Nel Manifesto di venerdì 17 maggio, ho letto con piacere la lettera di Italiani di Parigi, che cercano a correggere l’immagine del movimento sociale in corso in Francia. Come loro, penso che la copertura sul quotidiano il Manifesto sia pessima e indegna di un quotidiano, diciamo, di “cambiamento sociale emancipatorio”.

A leggere i pochi articoli, le cui fonti sono governative e poliziesche, i Gilets Gialli ci sembrano una massa di violenti irrazionali, sciovinisti (pensate l’orribile bandiera tricolore anche delle Rivoluzioni e la sanguinosa Marsigliese: le fascisme, je vous dis!), ovviamente antisemiti ed omofobi (“un movimento costituito da individui inquietanti, motivati dall’odio e violenti“, dunque teniamoci alla larga).

Il Manifesto, sulla scia della stampa francese mainstream, pare così una fotocopia del Corriere o della scatenata PD Gruber su La7 (“gruppi violenti e comunque elettori di estrema destra“).

E infatti, gli “intellectuels de gauche” pro-socialisti e pro-ecologisti disprezzano in massa i GG, un movimento eterogeneo e senza riferimento immediato al vecchio divario destra-sinistra.

Come d’altronde Macron, che ha costruito in Francia una replica gallica della Grosse Koalition tedesca, dai “socialisti” europeisti ai “repubblicani” autoritari e per certi xenofobi.

Non sono in grado di fare una analisi sociologica dei ceti medi “intellettuali” macron-compatibili, che, per pigrizia mentale, per paura pilotata, forse per conservatorismo sociale (il low cost antisociale ed antiambientale cosi come l’euro transfrontiere ci permettono infatti da consumatori una vita da piccoli privilegiati, per il momento ancora..) non vedono i motivi pluricausali della rivolta da 6 mesi.

Ma la cecità volontaria c’è, eccome.

6 mesi di rivolta sulle rotonde e in piazza: certo possiamo disprezzare quei ceti popolari poco colti, come l’abbiamo fatto per i Brexiters, gli elettori di Trump e quelli della Lega, e possiamo, come Anna Maria Merlo, in un elenco di astrattismi, condannare “l’odio” (ma il disprezzo da establishment di Macron, per il quale siamo un “niente“?), rifiutare la “violenza” (ma quella ormai allucinante della polizia di Macron, come ogni sabato parigino e il Primo Maggio?) e rimanere “equidistanti“.

Possiamo anche disprezzare chi, come la France Insoumise di Jean-Luc Mélenchon, cerca, bene o male, di sostenere senza strumentalizzarlo un tale movimento (senza successo nei sondaggi elettorali per le europee, certo) e aspettare con pazienza una bella ripresa di opposizione da “socialisti” o “ecologisti” macron-compatibili.

§ **ISTRUZIONI**
#1 Modifica il brano della lettera sui Gilets Gialli che parte da "Non sono in" e arriva fino a "volontaria c’è, eccome.", riportandolo con "miopia voluta" al posto di "cecità volontaria".
#2 Riassumi in poche righe il paragrafo della lettera sui Gilets Gialli che inizia con "A leggere i pochi articoli", conservandone i fatti principali.
#3 Continua la lettera sui Gilets Gialli dopo la sua ultima frase.
Le righe che seguono non sono necessarie.

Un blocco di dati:

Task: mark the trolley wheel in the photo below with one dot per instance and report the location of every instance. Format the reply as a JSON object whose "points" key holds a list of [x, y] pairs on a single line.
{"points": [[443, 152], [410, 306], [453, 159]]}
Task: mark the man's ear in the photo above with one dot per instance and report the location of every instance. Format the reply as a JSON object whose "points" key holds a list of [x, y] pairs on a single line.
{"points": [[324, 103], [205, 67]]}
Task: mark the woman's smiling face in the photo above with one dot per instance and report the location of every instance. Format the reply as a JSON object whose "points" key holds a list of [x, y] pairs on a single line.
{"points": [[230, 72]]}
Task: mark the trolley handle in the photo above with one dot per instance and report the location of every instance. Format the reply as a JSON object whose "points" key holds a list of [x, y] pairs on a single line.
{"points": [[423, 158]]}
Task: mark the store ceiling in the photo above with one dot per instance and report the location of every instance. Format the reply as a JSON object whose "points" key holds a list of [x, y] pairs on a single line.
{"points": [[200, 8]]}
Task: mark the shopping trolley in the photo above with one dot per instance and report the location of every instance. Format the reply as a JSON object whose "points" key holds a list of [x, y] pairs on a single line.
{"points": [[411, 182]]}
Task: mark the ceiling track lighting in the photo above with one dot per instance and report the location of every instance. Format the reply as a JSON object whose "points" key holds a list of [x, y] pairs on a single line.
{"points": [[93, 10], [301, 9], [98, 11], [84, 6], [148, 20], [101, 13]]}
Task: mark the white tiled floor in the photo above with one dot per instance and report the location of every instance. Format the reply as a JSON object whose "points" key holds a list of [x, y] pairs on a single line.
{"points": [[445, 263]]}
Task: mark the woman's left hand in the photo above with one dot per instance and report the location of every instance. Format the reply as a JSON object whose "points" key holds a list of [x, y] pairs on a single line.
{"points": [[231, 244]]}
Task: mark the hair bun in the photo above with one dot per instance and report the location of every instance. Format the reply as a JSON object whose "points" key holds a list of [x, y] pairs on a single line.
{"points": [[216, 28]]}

§ **RISPOSTE**
#1
Non sono in grado di fare una analisi sociologica dei ceti medi “intellettuali” macron-compatibili, che, per pigrizia mentale, per paura pilotata, forse per conservatorismo sociale (il low cost antisociale ed antiambientale cosi come l’euro transfrontiere ci permettono infatti da consumatori una vita da piccoli privilegiati, per il momento ancora..) non vedono i motivi pluricausali della rivolta da 6 mesi.

Ma la miopia voluta c’è, eccome.

#2 Nei pochi articoli, basati su fonti governative e di polizia, i Gilets Gialli appaiono come una massa di violenti irrazionali, sciovinisti, antisemiti e omofobi, "motivati dall'odio", da cui tenersi alla larga.

#3
Ma vuol dire allora che come “intellettuali” rifiutiamo di tentare di capire un movimento sociale atipico con aspetti positivi (per es. sta dinamizzando una parte della base sindacale dopo anni di sconfitte catastrofiche del sindacato a difesa del diritto del lavoro, del Welfare e dei servizi pubblici) e negativi (per es. non riesce bene a collegarsi con i movimenti di protesta nella scuola o nella funzione pubblica contro l’offensiva thatcheriana di Macron), mentre come cittadini accettiamo dunque ben volentieri nei fatti l’ordine sociale iniquo, che facciamo finta di criticare a parole.

Il Manifesto, che è giustamente attento alle evoluzioni complesse della società e della politica in Spagna, è mediocre ed inutile sulla Francia.

Eppure si muove!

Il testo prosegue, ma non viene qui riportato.